Sunday, 9 October 2016

Let's make... Christmas tree decorations [part1]

Troedyrhriw Angel
I love Christmas and start thinking about it around August time. This is because when I was growing up money was tight and so my Dad would clear a shelf in the pantry during August and purchase something Christmas related in each weekly grocery shop from then on. Seeing that shelf get fuller and fuller made me so excited... pickled onions, piccalilli, After Eights, Mr Kipling mince pies etc. and so it grew.

Sadly, many of our  precious childhood Christmas decorations are now lost. However, one item we do still have is the beautiful angel that sat atop my maternal Grandmother's tree for most of her long life. Some years ago I photographed her and then made a Christmas craft range that proved very popular [I will post about that very soon and put a link here]. I call her Troedyrhriw Angel because that is the village in Merthyr Tydfil [South Wales] where my Granny lived.

However this first of two festive DIY posts will show you how to make a selection of Christmas tree decorations from basic household items! And, they're pretty easy to do so most are suitable for children if supervised. This is what we'll be looking at in this post:

Glittery bells made from plastic egg box cups
 Curved bells made from actual egg shells!

(Stored data)
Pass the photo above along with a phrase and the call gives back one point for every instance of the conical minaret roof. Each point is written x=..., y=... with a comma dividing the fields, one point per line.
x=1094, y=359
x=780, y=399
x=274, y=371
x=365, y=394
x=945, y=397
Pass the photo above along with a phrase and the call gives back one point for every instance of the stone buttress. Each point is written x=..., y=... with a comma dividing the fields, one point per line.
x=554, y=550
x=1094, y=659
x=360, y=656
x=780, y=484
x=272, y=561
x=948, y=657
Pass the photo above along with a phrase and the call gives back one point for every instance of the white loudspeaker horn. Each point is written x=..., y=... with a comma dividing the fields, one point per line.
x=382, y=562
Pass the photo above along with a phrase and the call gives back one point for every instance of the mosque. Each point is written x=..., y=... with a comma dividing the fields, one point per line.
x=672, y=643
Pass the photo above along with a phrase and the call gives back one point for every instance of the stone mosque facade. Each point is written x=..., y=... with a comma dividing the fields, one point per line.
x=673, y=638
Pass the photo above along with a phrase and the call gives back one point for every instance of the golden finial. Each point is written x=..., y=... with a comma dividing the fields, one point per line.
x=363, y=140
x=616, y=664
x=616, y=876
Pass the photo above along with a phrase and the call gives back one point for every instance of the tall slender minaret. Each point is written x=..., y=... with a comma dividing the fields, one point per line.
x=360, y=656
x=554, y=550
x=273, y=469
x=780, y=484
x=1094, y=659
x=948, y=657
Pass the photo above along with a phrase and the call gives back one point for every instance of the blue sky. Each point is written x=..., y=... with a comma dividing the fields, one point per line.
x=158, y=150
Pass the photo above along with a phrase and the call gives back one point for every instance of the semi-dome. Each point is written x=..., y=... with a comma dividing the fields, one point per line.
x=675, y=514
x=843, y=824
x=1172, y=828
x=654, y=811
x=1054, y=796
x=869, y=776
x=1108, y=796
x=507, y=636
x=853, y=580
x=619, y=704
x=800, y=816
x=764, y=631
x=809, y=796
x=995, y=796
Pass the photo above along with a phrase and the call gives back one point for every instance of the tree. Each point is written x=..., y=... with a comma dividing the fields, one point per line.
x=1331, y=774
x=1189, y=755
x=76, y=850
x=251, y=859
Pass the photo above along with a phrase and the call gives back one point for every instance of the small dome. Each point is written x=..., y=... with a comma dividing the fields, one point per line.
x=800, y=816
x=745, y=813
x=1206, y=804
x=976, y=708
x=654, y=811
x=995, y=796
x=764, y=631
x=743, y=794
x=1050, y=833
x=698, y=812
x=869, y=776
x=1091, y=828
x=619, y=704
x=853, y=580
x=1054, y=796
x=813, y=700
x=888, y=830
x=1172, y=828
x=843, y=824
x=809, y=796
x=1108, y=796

> Task to carry out
In the Christmas decorations post, change "craft range" to "product line" and give the passage again, starting at "Sadly, many of" and ending at "actual egg shells!".

> Complete response
Sadly, many of our  precious childhood Christmas decorations are now lost. However, one item we do still have is the beautiful angel that sat atop my maternal Grandmother's tree for most of her long life. Some years ago I photographed her and then made a Christmas product line that proved very popular [I will post about that very soon and put a link here]. I call her Troedyrhriw Angel because that is the village in Merthyr Tydfil [South Wales] where my Granny lived.

However this first of two festive DIY posts will show you how to make a selection of Christmas tree decorations from basic household items! And, they're pretty easy to do so most are suitable for children if supervised. This is what we'll be looking at in this post:

Glittery bells made from plastic egg box cups
 Curved bells made from actual egg shells!